Show only those lines of the entries where the string "below" is found.

SUPPLIED DATA:
++++++++++++++++++++

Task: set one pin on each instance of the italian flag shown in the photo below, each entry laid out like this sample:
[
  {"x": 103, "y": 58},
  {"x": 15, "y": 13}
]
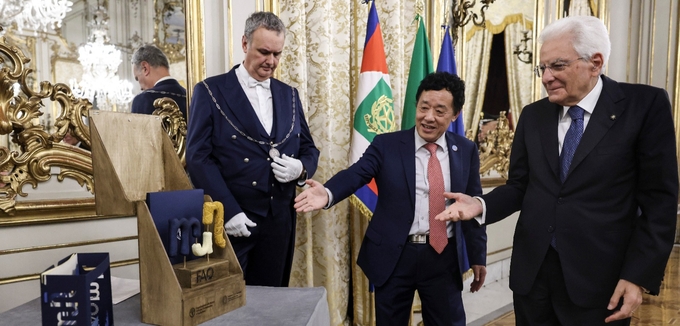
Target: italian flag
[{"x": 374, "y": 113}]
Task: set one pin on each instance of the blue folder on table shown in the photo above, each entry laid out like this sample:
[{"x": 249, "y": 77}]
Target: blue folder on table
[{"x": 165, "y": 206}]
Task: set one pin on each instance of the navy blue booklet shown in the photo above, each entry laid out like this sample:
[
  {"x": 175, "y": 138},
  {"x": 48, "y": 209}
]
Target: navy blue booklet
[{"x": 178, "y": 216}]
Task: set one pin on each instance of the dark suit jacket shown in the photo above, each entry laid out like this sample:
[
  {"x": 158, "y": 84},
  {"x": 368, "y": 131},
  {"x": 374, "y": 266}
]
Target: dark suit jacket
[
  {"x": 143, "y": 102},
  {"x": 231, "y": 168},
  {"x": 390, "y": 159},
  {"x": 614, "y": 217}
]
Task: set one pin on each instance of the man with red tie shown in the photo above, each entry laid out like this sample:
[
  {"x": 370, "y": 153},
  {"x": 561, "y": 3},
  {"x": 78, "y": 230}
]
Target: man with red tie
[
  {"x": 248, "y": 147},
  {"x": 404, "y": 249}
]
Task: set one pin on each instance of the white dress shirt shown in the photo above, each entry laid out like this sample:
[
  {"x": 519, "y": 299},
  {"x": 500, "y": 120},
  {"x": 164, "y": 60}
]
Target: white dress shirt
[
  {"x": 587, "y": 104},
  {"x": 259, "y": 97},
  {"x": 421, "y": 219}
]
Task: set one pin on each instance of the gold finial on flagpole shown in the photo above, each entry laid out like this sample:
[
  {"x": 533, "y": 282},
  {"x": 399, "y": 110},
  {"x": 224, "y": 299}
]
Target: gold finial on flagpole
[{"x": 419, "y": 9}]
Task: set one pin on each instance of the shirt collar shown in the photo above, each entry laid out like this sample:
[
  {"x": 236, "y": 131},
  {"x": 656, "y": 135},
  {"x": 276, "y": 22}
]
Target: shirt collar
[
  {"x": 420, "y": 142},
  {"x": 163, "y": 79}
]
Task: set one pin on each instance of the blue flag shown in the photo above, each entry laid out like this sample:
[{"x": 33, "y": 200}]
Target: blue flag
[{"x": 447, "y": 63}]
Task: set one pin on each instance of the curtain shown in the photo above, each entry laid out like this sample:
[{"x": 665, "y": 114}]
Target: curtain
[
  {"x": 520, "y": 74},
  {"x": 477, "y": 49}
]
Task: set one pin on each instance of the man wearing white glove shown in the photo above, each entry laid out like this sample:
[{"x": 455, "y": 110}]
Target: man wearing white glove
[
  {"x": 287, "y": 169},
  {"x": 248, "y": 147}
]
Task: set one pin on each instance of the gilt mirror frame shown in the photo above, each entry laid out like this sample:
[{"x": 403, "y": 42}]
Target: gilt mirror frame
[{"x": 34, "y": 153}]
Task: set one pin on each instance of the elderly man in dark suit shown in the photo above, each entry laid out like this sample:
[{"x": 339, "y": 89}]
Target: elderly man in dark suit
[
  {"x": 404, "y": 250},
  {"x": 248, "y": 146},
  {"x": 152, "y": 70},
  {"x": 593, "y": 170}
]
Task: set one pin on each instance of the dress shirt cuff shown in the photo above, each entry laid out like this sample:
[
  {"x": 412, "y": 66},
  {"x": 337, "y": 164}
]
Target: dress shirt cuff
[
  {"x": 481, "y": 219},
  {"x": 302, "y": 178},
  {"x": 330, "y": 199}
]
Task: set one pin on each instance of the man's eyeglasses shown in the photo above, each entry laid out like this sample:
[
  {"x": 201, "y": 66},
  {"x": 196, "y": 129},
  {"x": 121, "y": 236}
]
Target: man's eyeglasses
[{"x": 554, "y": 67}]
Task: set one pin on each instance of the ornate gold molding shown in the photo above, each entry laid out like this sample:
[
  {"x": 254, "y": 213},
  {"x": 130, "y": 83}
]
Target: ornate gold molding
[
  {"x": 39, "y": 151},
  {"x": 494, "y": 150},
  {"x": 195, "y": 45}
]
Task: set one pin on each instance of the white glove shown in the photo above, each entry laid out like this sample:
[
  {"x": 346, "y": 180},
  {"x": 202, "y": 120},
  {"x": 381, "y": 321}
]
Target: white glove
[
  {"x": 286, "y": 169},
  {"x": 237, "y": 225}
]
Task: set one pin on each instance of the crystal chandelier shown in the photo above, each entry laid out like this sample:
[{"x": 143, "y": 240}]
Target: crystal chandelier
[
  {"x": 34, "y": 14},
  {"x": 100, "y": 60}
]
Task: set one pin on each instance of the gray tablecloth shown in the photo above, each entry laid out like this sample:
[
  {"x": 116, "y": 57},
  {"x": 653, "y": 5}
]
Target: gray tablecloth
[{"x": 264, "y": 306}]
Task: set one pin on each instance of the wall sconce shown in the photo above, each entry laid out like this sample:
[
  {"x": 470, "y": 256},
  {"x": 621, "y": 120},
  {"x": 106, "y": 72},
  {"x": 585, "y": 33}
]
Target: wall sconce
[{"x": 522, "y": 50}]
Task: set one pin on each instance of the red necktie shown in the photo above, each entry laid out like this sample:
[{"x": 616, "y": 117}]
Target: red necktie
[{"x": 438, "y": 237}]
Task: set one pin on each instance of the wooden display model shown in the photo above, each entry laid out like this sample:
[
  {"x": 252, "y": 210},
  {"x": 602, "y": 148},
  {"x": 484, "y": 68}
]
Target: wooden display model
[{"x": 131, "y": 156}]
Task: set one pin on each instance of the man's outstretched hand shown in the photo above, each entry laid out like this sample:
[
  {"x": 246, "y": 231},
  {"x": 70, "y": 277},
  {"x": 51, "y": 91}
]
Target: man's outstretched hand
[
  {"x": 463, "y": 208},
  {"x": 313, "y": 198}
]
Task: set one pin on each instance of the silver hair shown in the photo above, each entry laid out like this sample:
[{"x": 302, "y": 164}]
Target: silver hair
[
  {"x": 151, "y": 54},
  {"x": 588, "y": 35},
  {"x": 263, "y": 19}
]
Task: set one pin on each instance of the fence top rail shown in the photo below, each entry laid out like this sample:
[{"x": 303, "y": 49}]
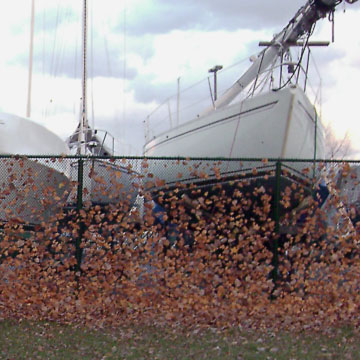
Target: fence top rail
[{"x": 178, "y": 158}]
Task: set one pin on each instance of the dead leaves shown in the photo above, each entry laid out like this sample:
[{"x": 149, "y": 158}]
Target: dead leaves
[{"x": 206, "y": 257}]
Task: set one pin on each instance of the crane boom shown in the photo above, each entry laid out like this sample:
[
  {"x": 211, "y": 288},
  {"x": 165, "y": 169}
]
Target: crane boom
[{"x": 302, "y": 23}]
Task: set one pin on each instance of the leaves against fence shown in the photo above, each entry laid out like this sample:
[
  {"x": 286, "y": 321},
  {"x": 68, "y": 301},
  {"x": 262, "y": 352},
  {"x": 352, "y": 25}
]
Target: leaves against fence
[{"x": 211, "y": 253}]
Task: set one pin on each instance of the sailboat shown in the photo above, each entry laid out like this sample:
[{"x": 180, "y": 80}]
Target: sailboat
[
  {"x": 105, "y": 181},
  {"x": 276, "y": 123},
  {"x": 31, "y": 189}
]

++++++++++++++++++++

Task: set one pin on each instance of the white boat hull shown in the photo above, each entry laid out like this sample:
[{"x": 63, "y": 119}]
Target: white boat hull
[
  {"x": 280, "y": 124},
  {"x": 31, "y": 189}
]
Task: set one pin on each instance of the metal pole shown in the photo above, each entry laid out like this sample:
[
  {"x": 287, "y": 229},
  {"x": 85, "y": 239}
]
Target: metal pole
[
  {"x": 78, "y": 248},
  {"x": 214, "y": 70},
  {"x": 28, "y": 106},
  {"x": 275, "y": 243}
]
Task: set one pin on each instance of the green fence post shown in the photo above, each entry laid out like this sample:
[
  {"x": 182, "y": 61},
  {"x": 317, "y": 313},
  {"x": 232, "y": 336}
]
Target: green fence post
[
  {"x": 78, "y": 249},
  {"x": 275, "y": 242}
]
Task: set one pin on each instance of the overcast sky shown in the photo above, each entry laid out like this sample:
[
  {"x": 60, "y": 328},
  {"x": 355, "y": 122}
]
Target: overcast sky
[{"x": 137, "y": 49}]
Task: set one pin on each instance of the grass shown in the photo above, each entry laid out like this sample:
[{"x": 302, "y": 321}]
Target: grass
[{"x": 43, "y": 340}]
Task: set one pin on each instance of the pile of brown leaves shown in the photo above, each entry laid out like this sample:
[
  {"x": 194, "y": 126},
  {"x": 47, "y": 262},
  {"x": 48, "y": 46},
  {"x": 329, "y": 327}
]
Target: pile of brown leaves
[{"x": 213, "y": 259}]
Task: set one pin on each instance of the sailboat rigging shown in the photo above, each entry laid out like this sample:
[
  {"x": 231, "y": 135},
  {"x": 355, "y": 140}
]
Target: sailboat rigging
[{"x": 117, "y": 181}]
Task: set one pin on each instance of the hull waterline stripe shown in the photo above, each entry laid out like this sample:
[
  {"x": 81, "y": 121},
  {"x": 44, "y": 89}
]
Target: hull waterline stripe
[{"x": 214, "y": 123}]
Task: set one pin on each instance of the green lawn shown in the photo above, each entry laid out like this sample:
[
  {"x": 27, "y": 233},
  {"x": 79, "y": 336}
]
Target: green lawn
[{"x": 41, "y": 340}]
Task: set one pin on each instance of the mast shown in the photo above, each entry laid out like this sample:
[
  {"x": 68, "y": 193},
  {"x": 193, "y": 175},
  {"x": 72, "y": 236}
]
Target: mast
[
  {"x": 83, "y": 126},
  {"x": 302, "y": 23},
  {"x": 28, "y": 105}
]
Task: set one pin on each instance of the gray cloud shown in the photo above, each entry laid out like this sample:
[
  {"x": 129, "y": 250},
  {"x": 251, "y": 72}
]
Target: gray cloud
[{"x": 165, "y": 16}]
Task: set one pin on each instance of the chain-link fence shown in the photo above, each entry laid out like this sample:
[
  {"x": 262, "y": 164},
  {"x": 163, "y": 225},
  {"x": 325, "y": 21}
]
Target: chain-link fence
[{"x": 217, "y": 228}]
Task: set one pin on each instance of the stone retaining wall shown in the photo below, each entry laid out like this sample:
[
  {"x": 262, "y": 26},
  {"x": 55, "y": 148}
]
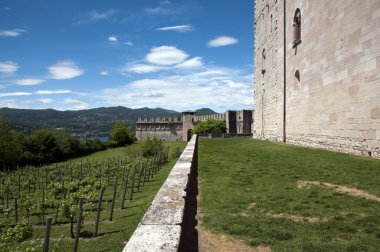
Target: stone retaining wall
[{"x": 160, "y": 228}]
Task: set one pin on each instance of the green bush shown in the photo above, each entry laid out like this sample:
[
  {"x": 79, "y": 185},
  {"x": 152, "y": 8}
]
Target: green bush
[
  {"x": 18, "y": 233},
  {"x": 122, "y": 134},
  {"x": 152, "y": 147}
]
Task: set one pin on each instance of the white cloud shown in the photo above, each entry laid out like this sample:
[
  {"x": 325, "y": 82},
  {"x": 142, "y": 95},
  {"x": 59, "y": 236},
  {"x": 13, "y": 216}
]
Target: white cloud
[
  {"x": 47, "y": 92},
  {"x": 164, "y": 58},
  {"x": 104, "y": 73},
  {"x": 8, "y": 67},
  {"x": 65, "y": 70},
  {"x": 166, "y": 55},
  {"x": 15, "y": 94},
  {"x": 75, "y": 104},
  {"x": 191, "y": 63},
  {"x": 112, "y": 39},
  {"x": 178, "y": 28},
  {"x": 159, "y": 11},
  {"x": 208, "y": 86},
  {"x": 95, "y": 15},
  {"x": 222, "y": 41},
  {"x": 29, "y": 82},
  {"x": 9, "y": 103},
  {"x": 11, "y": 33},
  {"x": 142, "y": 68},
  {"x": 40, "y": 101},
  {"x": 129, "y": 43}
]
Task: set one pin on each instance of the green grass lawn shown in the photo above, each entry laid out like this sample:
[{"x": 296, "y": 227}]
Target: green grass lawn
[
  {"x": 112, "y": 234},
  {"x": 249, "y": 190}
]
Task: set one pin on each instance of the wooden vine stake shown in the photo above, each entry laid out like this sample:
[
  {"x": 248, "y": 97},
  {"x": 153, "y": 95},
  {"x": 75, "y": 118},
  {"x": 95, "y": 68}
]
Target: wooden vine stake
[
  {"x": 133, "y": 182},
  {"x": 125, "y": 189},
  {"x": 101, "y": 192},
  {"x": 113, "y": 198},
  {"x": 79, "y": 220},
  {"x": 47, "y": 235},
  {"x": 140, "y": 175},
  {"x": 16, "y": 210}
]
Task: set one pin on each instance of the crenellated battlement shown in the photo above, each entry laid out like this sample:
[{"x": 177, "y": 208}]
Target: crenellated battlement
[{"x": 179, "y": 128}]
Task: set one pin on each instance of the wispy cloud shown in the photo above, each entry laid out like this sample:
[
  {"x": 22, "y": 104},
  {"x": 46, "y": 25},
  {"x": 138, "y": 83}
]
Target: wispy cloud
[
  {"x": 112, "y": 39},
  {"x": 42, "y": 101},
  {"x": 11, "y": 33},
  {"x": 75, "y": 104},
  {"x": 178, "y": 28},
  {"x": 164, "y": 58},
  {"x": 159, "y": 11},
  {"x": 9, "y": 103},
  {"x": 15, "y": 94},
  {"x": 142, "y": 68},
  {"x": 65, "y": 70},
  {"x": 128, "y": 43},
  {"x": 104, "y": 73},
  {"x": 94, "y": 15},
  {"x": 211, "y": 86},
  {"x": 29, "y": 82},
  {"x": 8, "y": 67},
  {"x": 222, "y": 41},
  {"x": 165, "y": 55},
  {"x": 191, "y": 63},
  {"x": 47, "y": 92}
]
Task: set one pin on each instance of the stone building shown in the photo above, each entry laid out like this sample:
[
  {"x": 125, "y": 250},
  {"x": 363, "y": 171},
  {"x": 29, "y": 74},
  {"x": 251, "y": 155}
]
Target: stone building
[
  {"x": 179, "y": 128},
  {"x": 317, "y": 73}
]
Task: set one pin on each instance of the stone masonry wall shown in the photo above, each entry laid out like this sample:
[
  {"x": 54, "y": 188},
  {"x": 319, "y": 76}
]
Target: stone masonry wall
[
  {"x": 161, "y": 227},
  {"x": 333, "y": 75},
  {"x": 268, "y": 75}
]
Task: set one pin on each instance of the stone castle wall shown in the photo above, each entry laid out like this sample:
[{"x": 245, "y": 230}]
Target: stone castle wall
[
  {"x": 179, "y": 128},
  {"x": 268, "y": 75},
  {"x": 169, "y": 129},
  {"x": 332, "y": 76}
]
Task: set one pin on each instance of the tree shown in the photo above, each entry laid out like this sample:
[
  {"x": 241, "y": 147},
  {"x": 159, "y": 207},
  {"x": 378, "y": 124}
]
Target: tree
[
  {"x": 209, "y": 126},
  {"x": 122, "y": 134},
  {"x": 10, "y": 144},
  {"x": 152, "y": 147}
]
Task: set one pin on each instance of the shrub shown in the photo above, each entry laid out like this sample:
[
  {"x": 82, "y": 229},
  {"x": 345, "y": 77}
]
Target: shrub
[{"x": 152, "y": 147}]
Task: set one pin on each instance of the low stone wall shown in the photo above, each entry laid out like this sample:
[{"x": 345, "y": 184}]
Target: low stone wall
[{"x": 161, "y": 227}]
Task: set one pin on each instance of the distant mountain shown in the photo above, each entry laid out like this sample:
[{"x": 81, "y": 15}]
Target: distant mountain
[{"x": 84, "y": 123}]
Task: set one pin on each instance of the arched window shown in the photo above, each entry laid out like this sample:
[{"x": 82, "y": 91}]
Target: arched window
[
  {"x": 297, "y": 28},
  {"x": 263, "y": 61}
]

++++++++++++++++++++

RESULT FOR THIS TASK:
Task: set one pin on each instance of the italian flag shown in the photo below, each entry laid out like this sample:
Task: set one pin on each instance of the fence top rail shown in the photo below, each entry laid out like this sample:
Task: set one pin on each instance of the stone retaining wall shown in the photo below, each entry laid out like this sample:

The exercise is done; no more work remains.